- Request -
Count how many lines of the entries below contain the string "foliage", treating uppercase and lowercase letters as different. Reply with the number alone.

- Entries -
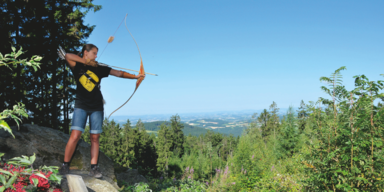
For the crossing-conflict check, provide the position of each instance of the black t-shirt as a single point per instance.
(88, 94)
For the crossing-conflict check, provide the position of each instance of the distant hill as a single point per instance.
(154, 127)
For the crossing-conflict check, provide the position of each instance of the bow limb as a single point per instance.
(142, 72)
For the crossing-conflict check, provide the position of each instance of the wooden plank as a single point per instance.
(76, 183)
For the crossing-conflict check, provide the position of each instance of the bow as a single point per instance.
(142, 72)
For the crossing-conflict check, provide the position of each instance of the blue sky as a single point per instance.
(218, 55)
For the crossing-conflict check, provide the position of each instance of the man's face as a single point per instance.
(92, 54)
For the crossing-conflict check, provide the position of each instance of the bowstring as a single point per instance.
(141, 60)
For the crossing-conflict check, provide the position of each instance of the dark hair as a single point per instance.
(87, 47)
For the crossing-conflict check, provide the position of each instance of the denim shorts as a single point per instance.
(79, 119)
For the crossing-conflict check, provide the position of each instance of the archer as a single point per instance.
(89, 102)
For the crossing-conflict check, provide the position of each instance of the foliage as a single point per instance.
(48, 93)
(349, 154)
(18, 173)
(289, 136)
(19, 109)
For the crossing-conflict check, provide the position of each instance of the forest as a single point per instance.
(331, 144)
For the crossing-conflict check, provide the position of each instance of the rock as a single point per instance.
(49, 146)
(131, 176)
(93, 184)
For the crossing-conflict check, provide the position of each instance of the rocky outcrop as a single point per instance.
(93, 184)
(131, 176)
(49, 146)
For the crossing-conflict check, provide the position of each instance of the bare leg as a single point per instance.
(94, 148)
(71, 145)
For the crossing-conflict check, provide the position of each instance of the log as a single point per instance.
(76, 183)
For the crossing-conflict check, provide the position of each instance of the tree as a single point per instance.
(274, 120)
(302, 116)
(163, 148)
(177, 135)
(40, 26)
(263, 120)
(18, 111)
(127, 146)
(289, 135)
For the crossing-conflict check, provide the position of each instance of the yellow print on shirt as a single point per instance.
(88, 84)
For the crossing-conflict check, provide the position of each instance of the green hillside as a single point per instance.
(153, 127)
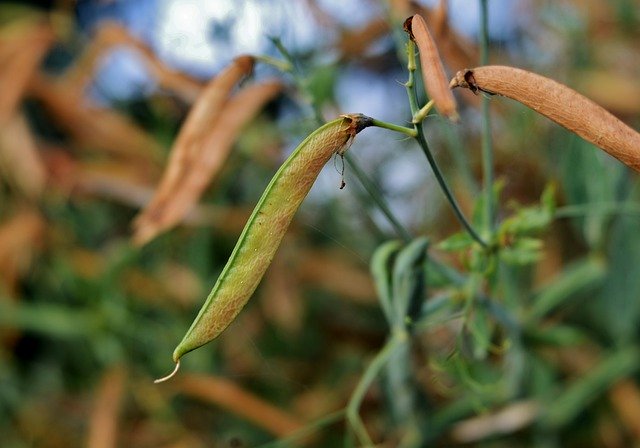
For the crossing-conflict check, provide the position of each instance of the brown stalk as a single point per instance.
(233, 398)
(433, 74)
(111, 34)
(20, 161)
(200, 118)
(356, 42)
(21, 235)
(185, 180)
(90, 126)
(559, 103)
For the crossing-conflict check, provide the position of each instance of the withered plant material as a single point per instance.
(625, 400)
(435, 78)
(265, 230)
(21, 236)
(22, 47)
(559, 103)
(456, 50)
(92, 127)
(233, 398)
(179, 191)
(110, 35)
(103, 422)
(20, 161)
(356, 42)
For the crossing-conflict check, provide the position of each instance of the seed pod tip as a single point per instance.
(171, 375)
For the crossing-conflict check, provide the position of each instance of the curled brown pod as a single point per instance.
(559, 103)
(433, 74)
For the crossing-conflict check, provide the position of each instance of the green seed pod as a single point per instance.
(265, 229)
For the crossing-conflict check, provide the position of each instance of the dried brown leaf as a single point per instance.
(22, 47)
(559, 103)
(230, 396)
(434, 76)
(92, 127)
(625, 398)
(110, 35)
(333, 273)
(356, 42)
(20, 161)
(20, 239)
(200, 159)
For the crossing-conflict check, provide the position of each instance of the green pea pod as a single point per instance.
(265, 229)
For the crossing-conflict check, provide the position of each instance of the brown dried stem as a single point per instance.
(233, 398)
(559, 103)
(433, 74)
(186, 178)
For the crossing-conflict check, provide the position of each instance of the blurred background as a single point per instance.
(92, 96)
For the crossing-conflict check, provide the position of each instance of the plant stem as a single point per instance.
(411, 132)
(487, 144)
(370, 374)
(422, 141)
(366, 183)
(377, 197)
(322, 422)
(445, 188)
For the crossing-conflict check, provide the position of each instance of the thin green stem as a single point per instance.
(394, 127)
(322, 422)
(410, 85)
(370, 374)
(283, 66)
(377, 198)
(487, 144)
(422, 141)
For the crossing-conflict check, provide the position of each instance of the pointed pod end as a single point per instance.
(171, 375)
(406, 26)
(461, 79)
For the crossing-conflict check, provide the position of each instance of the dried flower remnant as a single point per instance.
(433, 74)
(559, 103)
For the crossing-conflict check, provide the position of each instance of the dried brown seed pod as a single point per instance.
(559, 103)
(433, 74)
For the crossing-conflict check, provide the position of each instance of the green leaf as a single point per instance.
(456, 242)
(381, 267)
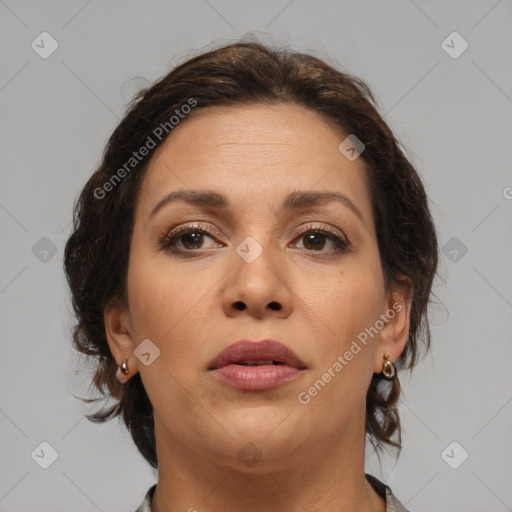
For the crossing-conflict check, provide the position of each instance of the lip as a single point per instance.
(273, 364)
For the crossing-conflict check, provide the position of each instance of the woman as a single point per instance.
(251, 283)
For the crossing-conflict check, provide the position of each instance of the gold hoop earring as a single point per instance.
(122, 372)
(388, 368)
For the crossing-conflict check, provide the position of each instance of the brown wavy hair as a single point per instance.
(97, 251)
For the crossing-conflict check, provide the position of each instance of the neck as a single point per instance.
(328, 477)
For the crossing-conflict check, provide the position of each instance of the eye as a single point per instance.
(315, 239)
(191, 239)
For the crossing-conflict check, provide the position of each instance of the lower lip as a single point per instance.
(256, 378)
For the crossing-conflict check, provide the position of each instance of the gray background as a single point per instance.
(453, 114)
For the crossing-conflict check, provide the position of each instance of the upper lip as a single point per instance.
(248, 351)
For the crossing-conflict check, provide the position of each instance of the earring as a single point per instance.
(388, 368)
(122, 372)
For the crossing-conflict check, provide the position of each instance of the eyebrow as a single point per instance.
(294, 201)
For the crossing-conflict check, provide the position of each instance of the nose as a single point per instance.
(258, 287)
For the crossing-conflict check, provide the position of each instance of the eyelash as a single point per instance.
(167, 242)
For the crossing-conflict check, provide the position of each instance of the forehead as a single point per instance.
(259, 152)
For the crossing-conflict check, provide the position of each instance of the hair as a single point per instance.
(97, 252)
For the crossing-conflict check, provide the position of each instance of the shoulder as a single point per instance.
(392, 503)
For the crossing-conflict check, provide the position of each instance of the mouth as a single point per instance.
(256, 365)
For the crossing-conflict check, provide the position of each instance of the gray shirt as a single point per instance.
(392, 504)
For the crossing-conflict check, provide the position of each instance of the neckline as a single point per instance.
(380, 488)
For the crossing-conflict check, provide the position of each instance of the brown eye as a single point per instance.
(315, 240)
(185, 239)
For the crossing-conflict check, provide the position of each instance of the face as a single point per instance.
(256, 264)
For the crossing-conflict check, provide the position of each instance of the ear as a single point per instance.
(118, 331)
(396, 316)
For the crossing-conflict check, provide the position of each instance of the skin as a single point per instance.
(301, 293)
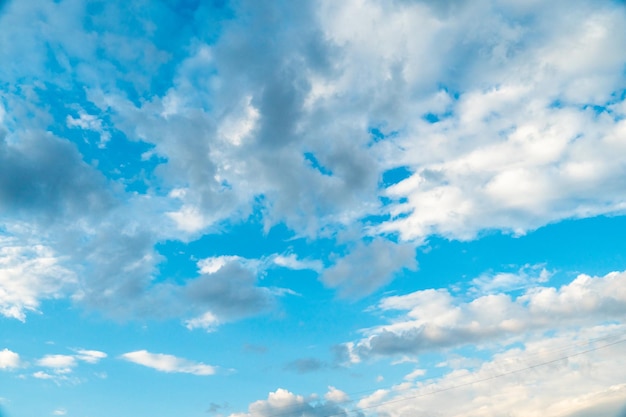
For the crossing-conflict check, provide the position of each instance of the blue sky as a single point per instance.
(312, 208)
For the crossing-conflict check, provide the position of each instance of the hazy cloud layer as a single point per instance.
(504, 116)
(436, 319)
(284, 402)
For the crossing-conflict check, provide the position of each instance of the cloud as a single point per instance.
(527, 276)
(305, 365)
(565, 374)
(508, 125)
(29, 274)
(533, 380)
(168, 363)
(60, 363)
(206, 321)
(291, 261)
(435, 319)
(90, 356)
(9, 359)
(368, 267)
(229, 292)
(284, 402)
(336, 395)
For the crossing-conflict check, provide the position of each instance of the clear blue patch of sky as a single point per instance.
(593, 246)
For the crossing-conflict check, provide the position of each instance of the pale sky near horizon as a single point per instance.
(318, 208)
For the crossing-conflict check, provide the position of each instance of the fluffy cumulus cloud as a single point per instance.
(283, 402)
(503, 114)
(368, 267)
(435, 319)
(168, 363)
(9, 359)
(565, 376)
(568, 374)
(29, 274)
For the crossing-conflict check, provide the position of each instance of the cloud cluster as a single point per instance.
(29, 274)
(529, 381)
(504, 115)
(283, 402)
(9, 359)
(567, 374)
(435, 319)
(168, 363)
(59, 367)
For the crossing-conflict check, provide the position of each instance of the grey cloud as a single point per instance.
(44, 176)
(368, 267)
(230, 292)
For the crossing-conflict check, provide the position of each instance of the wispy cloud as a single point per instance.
(168, 363)
(9, 359)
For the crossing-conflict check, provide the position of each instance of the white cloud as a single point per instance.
(61, 363)
(284, 402)
(567, 374)
(415, 374)
(529, 132)
(335, 395)
(9, 359)
(43, 375)
(168, 363)
(435, 319)
(207, 321)
(368, 267)
(291, 261)
(29, 274)
(527, 276)
(516, 380)
(89, 122)
(90, 356)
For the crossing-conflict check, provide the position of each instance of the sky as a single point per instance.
(322, 208)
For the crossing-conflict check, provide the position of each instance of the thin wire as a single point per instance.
(478, 380)
(294, 408)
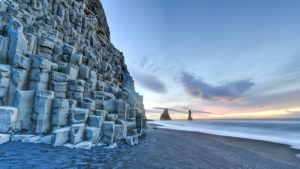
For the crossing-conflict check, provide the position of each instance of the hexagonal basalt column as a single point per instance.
(42, 110)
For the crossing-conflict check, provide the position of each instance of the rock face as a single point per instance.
(190, 115)
(165, 115)
(62, 79)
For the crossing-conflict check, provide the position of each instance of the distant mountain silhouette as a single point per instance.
(165, 115)
(190, 115)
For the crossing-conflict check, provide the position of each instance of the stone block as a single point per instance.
(19, 81)
(78, 115)
(17, 41)
(102, 113)
(61, 95)
(45, 42)
(4, 138)
(3, 96)
(43, 109)
(22, 62)
(41, 63)
(109, 106)
(61, 136)
(74, 95)
(93, 74)
(131, 125)
(92, 134)
(83, 72)
(5, 70)
(58, 77)
(122, 109)
(8, 118)
(87, 103)
(96, 95)
(77, 133)
(72, 103)
(96, 121)
(36, 85)
(59, 103)
(60, 116)
(108, 132)
(4, 41)
(4, 82)
(39, 75)
(112, 117)
(76, 59)
(58, 86)
(24, 101)
(68, 49)
(120, 131)
(72, 71)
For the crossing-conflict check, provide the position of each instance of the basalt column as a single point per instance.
(62, 82)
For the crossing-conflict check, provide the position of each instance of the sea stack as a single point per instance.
(190, 115)
(165, 115)
(62, 81)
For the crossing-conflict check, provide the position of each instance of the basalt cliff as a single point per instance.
(62, 82)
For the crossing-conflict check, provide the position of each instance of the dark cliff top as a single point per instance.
(96, 7)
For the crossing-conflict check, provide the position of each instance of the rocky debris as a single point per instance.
(165, 115)
(190, 115)
(62, 82)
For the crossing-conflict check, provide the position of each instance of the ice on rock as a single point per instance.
(62, 81)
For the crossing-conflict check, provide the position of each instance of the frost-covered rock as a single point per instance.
(77, 133)
(8, 118)
(62, 81)
(61, 136)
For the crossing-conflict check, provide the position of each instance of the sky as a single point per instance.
(221, 59)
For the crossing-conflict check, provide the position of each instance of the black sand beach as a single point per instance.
(161, 149)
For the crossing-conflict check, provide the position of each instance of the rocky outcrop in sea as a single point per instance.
(165, 115)
(62, 82)
(190, 115)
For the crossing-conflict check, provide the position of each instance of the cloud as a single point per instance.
(150, 82)
(225, 92)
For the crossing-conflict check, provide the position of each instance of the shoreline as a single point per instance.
(230, 138)
(161, 148)
(232, 135)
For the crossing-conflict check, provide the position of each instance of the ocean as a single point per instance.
(284, 131)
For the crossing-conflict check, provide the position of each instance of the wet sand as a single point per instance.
(161, 148)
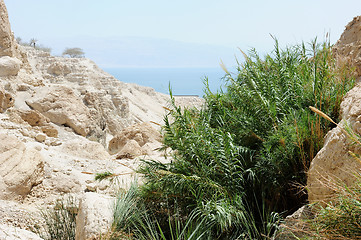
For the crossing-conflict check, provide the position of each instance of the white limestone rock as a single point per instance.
(20, 168)
(95, 216)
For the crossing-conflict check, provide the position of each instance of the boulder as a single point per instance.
(62, 106)
(296, 226)
(333, 164)
(20, 168)
(6, 100)
(85, 149)
(130, 150)
(58, 68)
(33, 117)
(8, 46)
(141, 133)
(95, 216)
(15, 233)
(348, 46)
(9, 66)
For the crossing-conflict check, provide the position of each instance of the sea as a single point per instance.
(182, 81)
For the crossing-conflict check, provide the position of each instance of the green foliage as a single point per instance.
(74, 52)
(59, 220)
(133, 221)
(239, 160)
(102, 176)
(341, 219)
(32, 43)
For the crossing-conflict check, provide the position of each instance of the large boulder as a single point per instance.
(85, 149)
(95, 216)
(20, 168)
(9, 66)
(348, 47)
(134, 137)
(35, 119)
(62, 106)
(6, 99)
(333, 165)
(7, 43)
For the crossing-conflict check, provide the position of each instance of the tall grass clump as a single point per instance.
(341, 218)
(239, 162)
(59, 221)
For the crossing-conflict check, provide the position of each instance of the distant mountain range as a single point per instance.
(145, 52)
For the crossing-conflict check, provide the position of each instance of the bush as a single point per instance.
(239, 161)
(74, 52)
(59, 221)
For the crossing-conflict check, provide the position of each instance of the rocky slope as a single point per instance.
(61, 121)
(333, 164)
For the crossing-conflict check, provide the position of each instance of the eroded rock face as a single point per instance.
(85, 149)
(58, 68)
(62, 106)
(95, 216)
(14, 233)
(9, 66)
(20, 168)
(7, 43)
(140, 134)
(348, 46)
(333, 163)
(6, 100)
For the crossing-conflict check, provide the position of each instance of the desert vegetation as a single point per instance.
(73, 52)
(240, 163)
(33, 43)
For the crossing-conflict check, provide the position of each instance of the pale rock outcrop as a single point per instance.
(13, 233)
(9, 66)
(62, 106)
(348, 47)
(296, 226)
(95, 216)
(6, 99)
(333, 164)
(85, 149)
(37, 120)
(58, 68)
(20, 168)
(7, 42)
(140, 133)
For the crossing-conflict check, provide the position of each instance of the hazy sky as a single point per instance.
(228, 23)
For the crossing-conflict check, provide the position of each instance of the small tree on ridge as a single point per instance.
(74, 52)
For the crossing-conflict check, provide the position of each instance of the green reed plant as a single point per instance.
(239, 160)
(60, 220)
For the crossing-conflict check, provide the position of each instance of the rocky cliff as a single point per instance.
(333, 164)
(61, 121)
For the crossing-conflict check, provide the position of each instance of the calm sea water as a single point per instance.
(183, 81)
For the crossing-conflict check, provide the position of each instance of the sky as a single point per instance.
(165, 33)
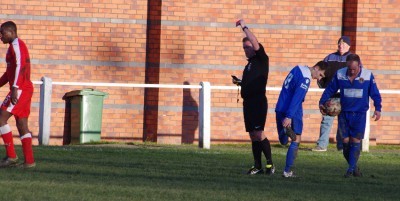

- Worked solution -
2